(Records provided)
━━━━

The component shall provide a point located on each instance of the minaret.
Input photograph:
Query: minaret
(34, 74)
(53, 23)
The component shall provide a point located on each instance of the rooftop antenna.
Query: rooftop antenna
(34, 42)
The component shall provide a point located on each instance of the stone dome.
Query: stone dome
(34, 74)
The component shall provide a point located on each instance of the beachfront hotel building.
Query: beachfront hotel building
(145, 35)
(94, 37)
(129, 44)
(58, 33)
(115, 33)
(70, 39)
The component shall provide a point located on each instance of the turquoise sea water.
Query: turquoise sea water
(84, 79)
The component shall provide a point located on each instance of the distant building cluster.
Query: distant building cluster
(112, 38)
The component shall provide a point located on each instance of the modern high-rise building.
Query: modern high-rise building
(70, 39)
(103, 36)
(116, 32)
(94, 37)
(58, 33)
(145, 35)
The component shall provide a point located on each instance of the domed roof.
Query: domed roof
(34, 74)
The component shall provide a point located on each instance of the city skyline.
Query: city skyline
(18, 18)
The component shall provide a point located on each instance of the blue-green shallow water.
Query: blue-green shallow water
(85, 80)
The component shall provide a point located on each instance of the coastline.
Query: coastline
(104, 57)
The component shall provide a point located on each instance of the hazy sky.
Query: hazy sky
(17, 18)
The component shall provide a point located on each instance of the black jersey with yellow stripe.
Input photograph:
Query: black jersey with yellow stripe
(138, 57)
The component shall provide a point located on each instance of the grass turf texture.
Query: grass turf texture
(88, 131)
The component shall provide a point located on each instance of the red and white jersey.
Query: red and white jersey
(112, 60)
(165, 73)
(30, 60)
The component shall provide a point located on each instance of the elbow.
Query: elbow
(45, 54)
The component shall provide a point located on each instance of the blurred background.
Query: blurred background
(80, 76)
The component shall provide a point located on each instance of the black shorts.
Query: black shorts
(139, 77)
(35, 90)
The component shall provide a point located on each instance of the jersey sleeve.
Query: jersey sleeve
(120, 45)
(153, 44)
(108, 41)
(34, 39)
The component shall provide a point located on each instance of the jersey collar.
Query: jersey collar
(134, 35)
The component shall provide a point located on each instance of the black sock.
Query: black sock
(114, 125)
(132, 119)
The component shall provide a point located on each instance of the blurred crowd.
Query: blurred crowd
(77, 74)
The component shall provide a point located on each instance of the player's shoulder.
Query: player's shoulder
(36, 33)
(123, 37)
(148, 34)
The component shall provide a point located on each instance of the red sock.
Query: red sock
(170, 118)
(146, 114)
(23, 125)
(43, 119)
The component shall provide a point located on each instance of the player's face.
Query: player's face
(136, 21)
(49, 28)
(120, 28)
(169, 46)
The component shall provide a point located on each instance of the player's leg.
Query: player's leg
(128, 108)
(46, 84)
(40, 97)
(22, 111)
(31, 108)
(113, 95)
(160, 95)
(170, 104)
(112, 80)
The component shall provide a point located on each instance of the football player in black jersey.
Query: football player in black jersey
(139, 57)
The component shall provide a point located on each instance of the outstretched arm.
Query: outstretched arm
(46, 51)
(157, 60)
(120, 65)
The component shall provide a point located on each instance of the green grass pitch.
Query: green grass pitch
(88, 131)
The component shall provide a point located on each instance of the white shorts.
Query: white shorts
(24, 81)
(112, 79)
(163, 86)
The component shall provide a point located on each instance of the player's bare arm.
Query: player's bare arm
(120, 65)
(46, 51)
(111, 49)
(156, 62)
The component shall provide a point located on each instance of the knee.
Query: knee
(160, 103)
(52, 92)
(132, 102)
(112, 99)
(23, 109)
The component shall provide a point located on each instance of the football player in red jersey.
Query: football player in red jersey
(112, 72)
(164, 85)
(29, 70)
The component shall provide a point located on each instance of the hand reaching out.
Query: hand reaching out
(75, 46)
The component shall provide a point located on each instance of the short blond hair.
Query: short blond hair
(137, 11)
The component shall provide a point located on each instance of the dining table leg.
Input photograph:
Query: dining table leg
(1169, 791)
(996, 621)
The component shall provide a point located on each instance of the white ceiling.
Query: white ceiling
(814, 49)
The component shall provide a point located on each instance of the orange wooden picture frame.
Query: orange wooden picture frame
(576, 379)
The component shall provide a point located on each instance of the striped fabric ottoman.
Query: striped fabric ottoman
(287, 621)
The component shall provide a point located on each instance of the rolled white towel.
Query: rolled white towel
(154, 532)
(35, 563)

━━━━

(Problem statement)
Go through the listing and print each line exactly as it appears.

(Response area)
The component shall provide a point located on each instance of the minaret.
Input photograph:
Query: minaret
(34, 74)
(53, 23)
The component shall provide a point located on each instance of the rooftop antenna.
Query: rooftop antenna
(34, 42)
The component shall provide a point located on each instance of the stone dome.
Query: stone dome
(34, 74)
The component shall provide a point located on each instance of the beachfront hotel building.
Query: beachfront hotel building
(145, 35)
(94, 37)
(129, 44)
(58, 33)
(115, 33)
(70, 39)
The component shall provide a point located on each instance of the turquoise sea water.
Query: turquoise sea water
(84, 79)
The component shall provide a point located on each instance of the distant building cluster.
Query: distant building cluster
(112, 38)
The component shall provide a point located on each instance of the modern high-rise building.
Query: modern high-rise building
(70, 39)
(103, 36)
(116, 32)
(94, 37)
(58, 33)
(145, 35)
The component shall provide a point located on each instance of the domed roof.
Query: domed roof
(34, 74)
The component shall provide a point located on each instance of the city skyline.
Query: city skyline
(18, 18)
The component shall provide a point located on each instance of the blue-green shallow water.
Query: blue-green shallow water
(85, 80)
The component shall provide a point located on each instance of the coastline.
Query: coastline
(104, 57)
The component shall provide a point located on each instance of the hazy sky.
Query: hazy sky
(17, 18)
The component shall provide a point located on each instance of the black jersey with yellow stripe.
Input photograph:
Query: black jersey with yellow stripe
(138, 57)
The component shall provide a point located on each instance of the grass turf texture.
Query: grass turf texture
(88, 131)
The component shall provide a point located on each instance of the red and white jersey.
Query: red and white jersey
(112, 60)
(165, 73)
(30, 60)
The component shall provide a point located on each instance of the elbow.
Query: elbow
(45, 54)
The component shall provide a point located on each instance of the blurred background.
Query: blurred background
(80, 76)
The component shall provide a point located on each instance of the black shorts.
Query: black shorts
(139, 77)
(35, 90)
The component shall provide a point located on each instance of the jersey sleeve.
Query: jersey sleeve
(120, 45)
(153, 44)
(108, 41)
(34, 39)
The component shall provide a point located on each instance of the jersey collar.
Query: jersey collar
(134, 35)
The component shall provide a point located on each instance of the black sock.
Query: black sock
(114, 125)
(132, 119)
The component shall provide a point located on each instance of the blurred crowd.
Query: blurred crowd
(77, 74)
The component shall provide a point located on each instance of the player's shoulder.
Query: player's shoulder
(36, 33)
(123, 37)
(148, 34)
The component shall provide a point located on each instance of the red sock.
Query: red sock
(170, 118)
(146, 114)
(23, 125)
(43, 119)
The component shall provide a point located on each instance of the player's face.
Query: player's face
(136, 21)
(49, 28)
(120, 28)
(169, 46)
The component shall provide a point located on each instance of the player's leg.
Query: player's leg
(128, 108)
(46, 84)
(40, 97)
(22, 111)
(31, 108)
(113, 95)
(160, 95)
(170, 104)
(112, 80)
The component shall provide a point located on each instance of the football player in black jersey.
Query: football player in black jersey
(139, 57)
The component shall provide a point located on each instance of the outstretched arm.
Query: outstretched arm
(46, 51)
(157, 60)
(120, 65)
The component shall provide a point located on each instance of the green grass pitch.
Query: green grass pitch
(88, 131)
The component shall provide a point located on each instance of the white shorts.
Query: white shorts
(24, 81)
(112, 79)
(163, 86)
The component shall provide a point located on each instance of the player's bare arm.
Query: player's bare arm
(120, 65)
(46, 51)
(111, 49)
(156, 62)
The component shall provide a point located on each instance of the knee.
Query: knee
(160, 103)
(52, 92)
(132, 102)
(112, 99)
(23, 109)
The component shall provide a point located on each instance of the football player in red jersey.
Query: football player in red jersey
(112, 72)
(164, 85)
(29, 70)
The component shall provide a point located on each instance of the hand reaching out.
Query: hand reaching out
(75, 46)
The component shall provide a point located on each instance of the short blond hair.
Query: short blond hair
(137, 11)
The component shall provide a point located on each instance of the dining table leg.
Input photograph:
Query: dining table leg
(1169, 791)
(996, 621)
The component shall provide a point located on each instance of the white ceiling.
Query: white ceiling
(814, 49)
The component shall provide a point located on each instance of the orange wooden picture frame.
Query: orange wooden picture frame
(576, 379)
The component shall provide a point located on each instance of the striped fabric ottoman.
Query: striped fabric ottoman
(287, 621)
The component shall provide a point located on each instance of the rolled white towel.
Query: rolled white towel
(154, 532)
(35, 563)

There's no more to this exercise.